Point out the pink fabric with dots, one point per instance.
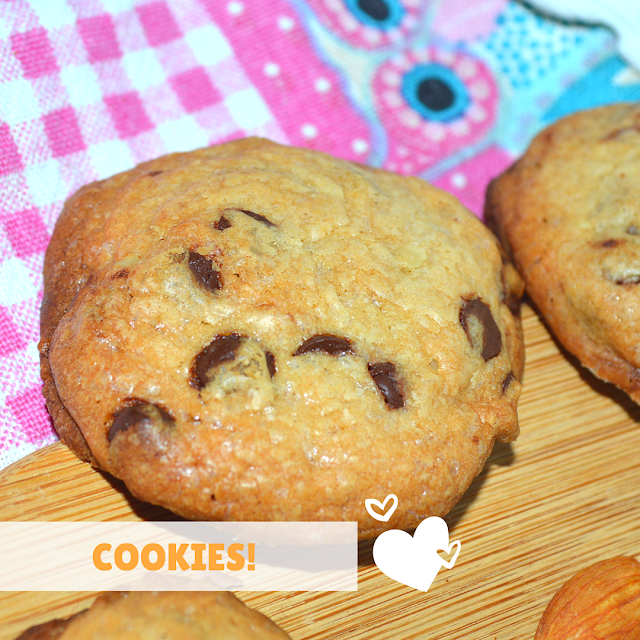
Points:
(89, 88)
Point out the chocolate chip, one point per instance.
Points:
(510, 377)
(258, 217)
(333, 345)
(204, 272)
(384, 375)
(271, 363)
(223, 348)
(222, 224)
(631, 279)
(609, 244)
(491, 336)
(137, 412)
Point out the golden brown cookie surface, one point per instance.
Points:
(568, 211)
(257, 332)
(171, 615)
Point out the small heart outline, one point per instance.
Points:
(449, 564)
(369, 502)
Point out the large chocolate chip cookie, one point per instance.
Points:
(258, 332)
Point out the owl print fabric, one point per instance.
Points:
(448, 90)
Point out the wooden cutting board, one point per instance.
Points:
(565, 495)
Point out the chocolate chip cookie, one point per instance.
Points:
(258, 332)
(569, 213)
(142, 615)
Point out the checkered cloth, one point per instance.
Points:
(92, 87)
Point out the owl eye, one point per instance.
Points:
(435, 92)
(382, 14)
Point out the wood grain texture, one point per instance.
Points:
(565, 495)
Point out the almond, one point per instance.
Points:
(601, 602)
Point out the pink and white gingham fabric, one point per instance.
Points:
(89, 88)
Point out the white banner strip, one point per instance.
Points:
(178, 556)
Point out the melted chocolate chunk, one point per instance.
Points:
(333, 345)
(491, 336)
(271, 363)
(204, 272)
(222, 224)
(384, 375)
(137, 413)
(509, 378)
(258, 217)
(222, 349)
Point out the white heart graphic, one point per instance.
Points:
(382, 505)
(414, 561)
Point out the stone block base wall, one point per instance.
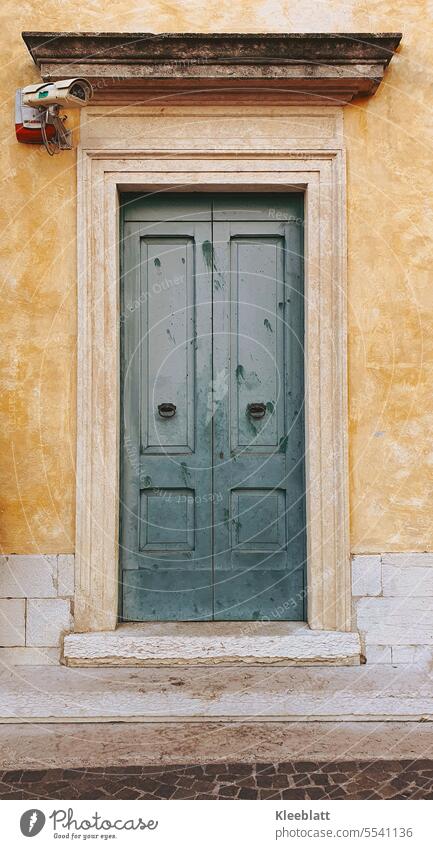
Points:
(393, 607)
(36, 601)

· · · ·

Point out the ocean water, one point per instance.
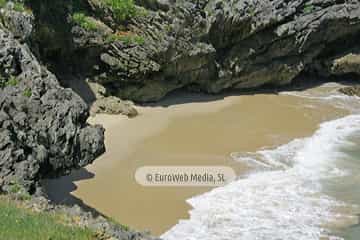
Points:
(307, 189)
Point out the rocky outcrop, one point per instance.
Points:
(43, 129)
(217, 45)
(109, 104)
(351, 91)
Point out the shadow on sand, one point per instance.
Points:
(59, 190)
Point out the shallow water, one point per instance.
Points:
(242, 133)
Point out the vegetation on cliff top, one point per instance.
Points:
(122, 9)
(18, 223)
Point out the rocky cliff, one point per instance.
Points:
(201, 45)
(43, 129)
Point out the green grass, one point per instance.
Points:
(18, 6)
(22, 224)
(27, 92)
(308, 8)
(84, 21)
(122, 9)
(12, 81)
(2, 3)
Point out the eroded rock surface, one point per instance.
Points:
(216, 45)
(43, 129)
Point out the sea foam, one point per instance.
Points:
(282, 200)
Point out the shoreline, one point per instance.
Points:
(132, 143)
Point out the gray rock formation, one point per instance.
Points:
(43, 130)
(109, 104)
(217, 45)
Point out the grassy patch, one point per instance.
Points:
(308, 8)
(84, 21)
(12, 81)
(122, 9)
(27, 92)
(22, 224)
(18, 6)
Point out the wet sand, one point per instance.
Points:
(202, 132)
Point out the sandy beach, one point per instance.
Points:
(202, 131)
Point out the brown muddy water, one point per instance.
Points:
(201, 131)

· · · ·

**WORK REQUEST**
Going through the listing above, count every line in which the word "cliff" occurs, and state only the count.

**TASK SOLUTION**
2